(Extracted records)
= = = = = = =

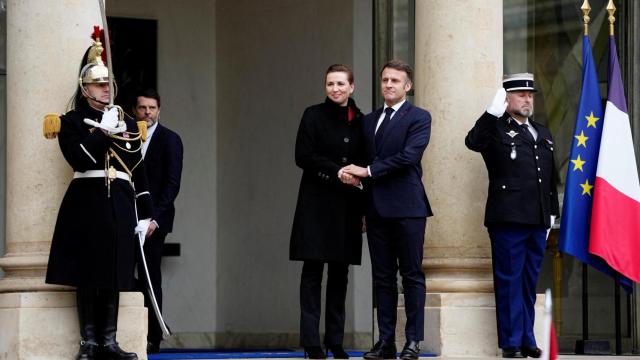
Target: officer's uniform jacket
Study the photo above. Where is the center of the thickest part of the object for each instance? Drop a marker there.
(522, 186)
(94, 240)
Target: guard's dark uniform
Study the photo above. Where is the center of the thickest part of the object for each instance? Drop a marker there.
(522, 197)
(94, 242)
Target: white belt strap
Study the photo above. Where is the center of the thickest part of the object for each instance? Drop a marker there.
(99, 173)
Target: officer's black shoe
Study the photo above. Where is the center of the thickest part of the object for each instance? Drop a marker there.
(337, 351)
(114, 352)
(383, 349)
(314, 352)
(153, 347)
(87, 351)
(531, 351)
(85, 299)
(410, 351)
(512, 353)
(109, 349)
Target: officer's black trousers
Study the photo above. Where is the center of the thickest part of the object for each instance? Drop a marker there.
(310, 303)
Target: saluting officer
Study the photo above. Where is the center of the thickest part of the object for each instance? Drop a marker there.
(93, 244)
(521, 206)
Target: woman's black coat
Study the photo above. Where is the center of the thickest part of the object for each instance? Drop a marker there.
(328, 220)
(93, 242)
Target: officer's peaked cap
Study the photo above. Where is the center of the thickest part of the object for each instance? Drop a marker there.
(518, 82)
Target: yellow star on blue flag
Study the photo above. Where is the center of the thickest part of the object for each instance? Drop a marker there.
(591, 120)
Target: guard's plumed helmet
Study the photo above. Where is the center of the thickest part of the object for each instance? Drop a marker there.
(518, 82)
(95, 71)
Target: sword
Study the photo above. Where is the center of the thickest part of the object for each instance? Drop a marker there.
(107, 46)
(163, 326)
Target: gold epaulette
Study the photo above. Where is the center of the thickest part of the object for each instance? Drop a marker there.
(142, 127)
(51, 126)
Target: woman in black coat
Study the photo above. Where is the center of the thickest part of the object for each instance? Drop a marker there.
(94, 242)
(327, 226)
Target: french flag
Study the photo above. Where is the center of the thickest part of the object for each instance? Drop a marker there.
(615, 220)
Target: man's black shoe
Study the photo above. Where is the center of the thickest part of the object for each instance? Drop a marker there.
(531, 351)
(512, 353)
(410, 351)
(153, 348)
(381, 350)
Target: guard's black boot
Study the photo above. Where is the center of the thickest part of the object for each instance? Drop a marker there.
(88, 345)
(109, 349)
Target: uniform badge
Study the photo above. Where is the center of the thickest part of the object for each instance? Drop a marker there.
(111, 173)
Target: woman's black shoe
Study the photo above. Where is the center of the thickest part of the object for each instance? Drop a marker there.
(337, 351)
(314, 352)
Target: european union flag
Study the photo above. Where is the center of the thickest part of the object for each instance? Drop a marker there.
(581, 173)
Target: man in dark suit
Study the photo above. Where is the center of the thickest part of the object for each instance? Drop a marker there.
(396, 136)
(162, 154)
(521, 206)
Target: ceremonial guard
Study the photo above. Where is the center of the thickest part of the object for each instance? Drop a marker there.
(521, 206)
(94, 244)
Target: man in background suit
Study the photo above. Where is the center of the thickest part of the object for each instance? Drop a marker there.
(162, 154)
(396, 137)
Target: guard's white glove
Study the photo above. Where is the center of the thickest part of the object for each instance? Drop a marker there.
(553, 221)
(499, 103)
(143, 226)
(109, 122)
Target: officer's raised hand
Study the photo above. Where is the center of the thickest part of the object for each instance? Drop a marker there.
(499, 103)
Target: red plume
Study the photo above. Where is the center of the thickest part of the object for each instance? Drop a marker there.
(98, 35)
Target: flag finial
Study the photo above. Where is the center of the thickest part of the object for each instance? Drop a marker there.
(586, 9)
(611, 9)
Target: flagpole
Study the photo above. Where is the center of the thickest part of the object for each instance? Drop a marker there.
(586, 9)
(611, 9)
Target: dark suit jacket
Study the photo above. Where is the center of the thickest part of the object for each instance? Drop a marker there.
(522, 186)
(396, 188)
(163, 161)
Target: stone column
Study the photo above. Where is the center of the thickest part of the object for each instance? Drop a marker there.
(458, 69)
(45, 43)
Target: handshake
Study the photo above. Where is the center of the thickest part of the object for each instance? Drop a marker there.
(352, 175)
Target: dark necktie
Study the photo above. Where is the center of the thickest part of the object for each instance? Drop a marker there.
(385, 122)
(526, 133)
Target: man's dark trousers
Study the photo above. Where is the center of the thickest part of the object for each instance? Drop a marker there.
(397, 244)
(153, 254)
(517, 252)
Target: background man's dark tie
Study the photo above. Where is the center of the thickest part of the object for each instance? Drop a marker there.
(385, 122)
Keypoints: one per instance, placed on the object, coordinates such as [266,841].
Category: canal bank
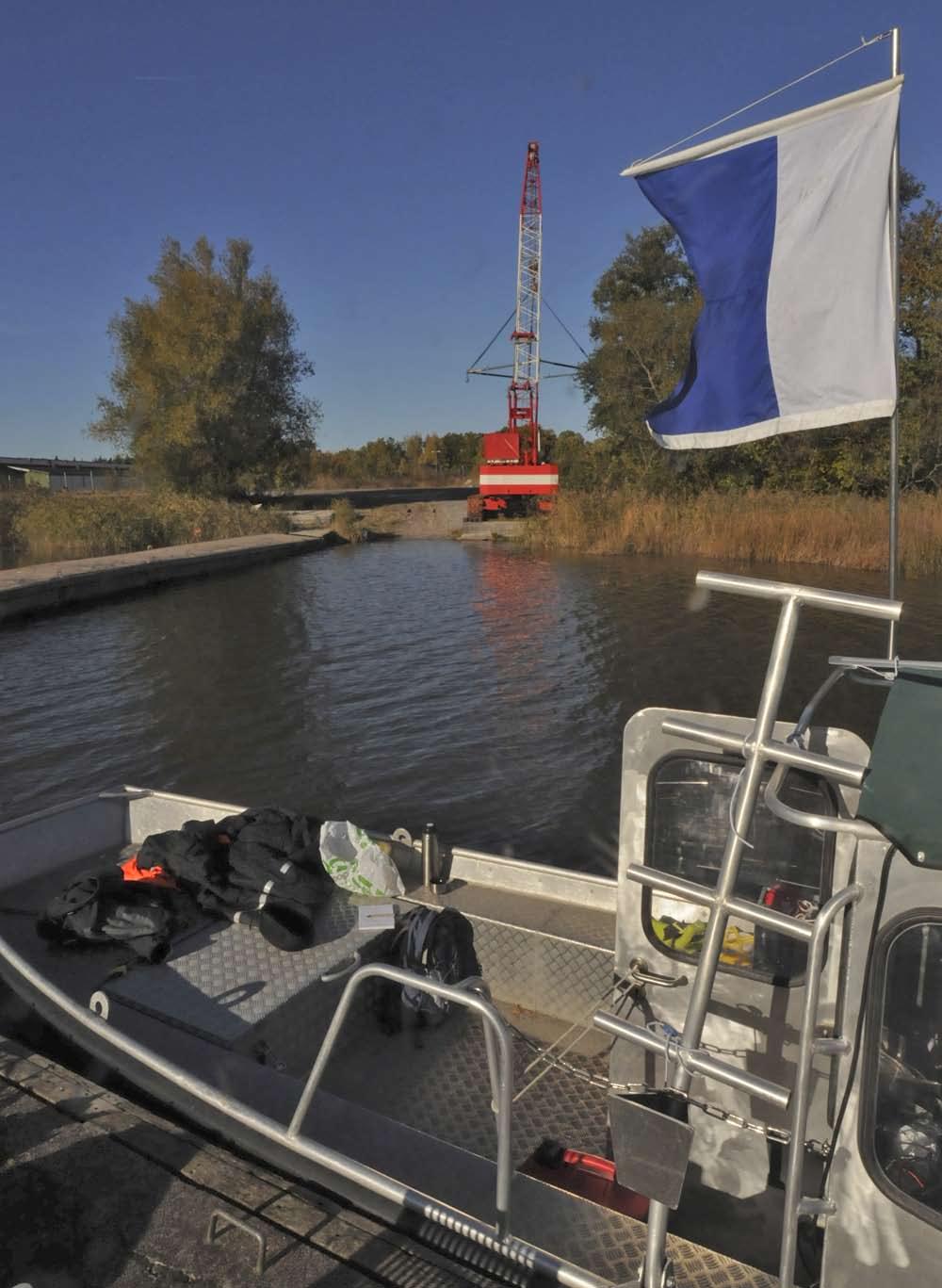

= = = = = = =

**TASK OBJECTIVE:** Copy out all the records exactly, excluding pictures.

**ANSWER TO THIS PROBLEM:**
Target: officer's uniform jacket
Study the photo above. Where is the center of the thickest part of the object for each instance? Drop a marker there.
(522, 186)
(94, 240)
Target: guard's dark uniform
Study the photo above. Where is the center of the thickest part of the object for each instance? Drop a marker there.
(522, 197)
(94, 242)
Target: white belt strap
Study the photo above. Where is the center of the thickest part of the object for each instance? Drop a marker there.
(99, 173)
Target: officer's black shoe
Study the photo above. Where is the center of the thickest part of the object for each instance? Drop a marker there.
(337, 351)
(114, 352)
(383, 349)
(314, 352)
(153, 347)
(87, 351)
(531, 351)
(85, 299)
(410, 351)
(512, 353)
(109, 349)
Target: officer's black trousers
Study the photo above. Where is the center of the thickest part of the object for each instance? Drop a marker there.
(310, 303)
Target: saluting officer
Study the photo above. Where is the center of the thickest part of the object for each instance? Drop a marker there.
(93, 244)
(521, 206)
Target: woman's black coat
Study the photo above. Where is the center of the thickest part of the object for each instance? Drop a marker there.
(328, 220)
(93, 242)
Target: officer's peaked cap
Study the photo above. Where is the center of the thickest part of the object for each instance? Drop a marker there.
(518, 82)
Target: yellow star on blue flag
Study the photo above. Where is the center of the thickest part of the object for each instance? Drop a marker there.
(591, 120)
Target: guard's plumed helmet
Study the photo above. Where is the center of the thickest part of the object for each instance? Drop a marker there.
(518, 82)
(95, 71)
Target: sword
Study the photo above. Where is the center of the thickest part of the object for each instance? Drop a marker there.
(107, 46)
(163, 326)
Target: gold epaulette
Study the photo above. Where is the center of the thickest part of the object for each instance? Drop a marker there.
(142, 127)
(51, 126)
Target: woman in black coat
Study the photo above. Where is the center of the thickest part of the object for each instance? Drop a marker there.
(94, 242)
(327, 226)
Target: french flag
Study the photo above. Where is the center of the thickest part of the object for each instance? Drop a marker there.
(615, 220)
Target: man's black shoe
Study the photo above. Where is the center of the thickest part of the object for each instance? Drop a marker there.
(531, 351)
(512, 353)
(410, 351)
(153, 348)
(381, 350)
Target: guard's black boot
Study the photo above. Where is the center of the thickest part of the object for each instance? Drop a marker there.
(88, 345)
(109, 349)
Target: uniform badge
Study the photo above. Where is the center of the thickest part of the object for each instance? Drop a marker there.
(111, 173)
Target: woman's black shoe
Study the photo above. Where is the center of the thickest part of the object for each instance? Drop a marker there.
(337, 351)
(314, 352)
Target: european union flag
Study the photo above. Where is the center of the thickest part of the object for each instance? Drop a marker there.
(581, 173)
Target: man in dark suit
Study the photo above. Where is the center of the thickest part of the object for each instance? Drop a marker there.
(396, 136)
(162, 154)
(521, 206)
Target: ceremonial guard
Study the photo above. Where is the center of the thickest part of the object for each instance? Drop a marker there.
(521, 206)
(94, 244)
Target: man in background suit
Study the photo above. Where is the center of the thickest part of the object for each instance? Drop a marker there.
(162, 154)
(396, 137)
Target: guard's white glove
Study the photo above. Where is the center of the thickest part of the object for each instance? Drop a marker there.
(553, 221)
(499, 103)
(143, 226)
(109, 122)
Target: officer's raised hand
Study the photo above. Where is the center of the thickest part of the object for each instance? Drop a marker there.
(499, 103)
Target: red plume
Study the photo above. Where is the center of the thickest part of the object for each instance? Drop a marker there.
(98, 35)
Target: flag finial
Study the photo above. Where is the center of the thickest part of the object for each instance? Drop a marker there.
(586, 9)
(611, 9)
Target: flagpole
Study the photo above. Where is the center of the thickest part of the object for each instance? Drop a marker there.
(586, 9)
(611, 9)
Target: dark suit jacket
Study the photo above. Where is the center of the thickest part of the object for each instance? Drop a marker there.
(522, 186)
(396, 188)
(163, 161)
Target: stone column
Study the photo above. Where is the center of the thickest part of the object for each instance? Drop a marker there.
(458, 69)
(45, 43)
Target: handshake
Study the photo above. Where is the center of the thickest part of the object for each instance? Drop a marker there.
(352, 175)
Target: dark necktie
Study the photo above. Where is the center of the thickest part of the object for each instance? Drop a marker there.
(385, 122)
(526, 133)
Target: man's dark trousers
Study the photo above. Where is the center of the thickest part of the object for each instance? Drop a marker there.
(397, 244)
(153, 254)
(517, 252)
Target: background man's dark tie
Study the photo above. Where is the center of the thickest part of the object for each instance? Drop a marker there.
(385, 122)
Keypoints: one per instance, placed on the object, coordinates such as [266,841].
Category: canal bank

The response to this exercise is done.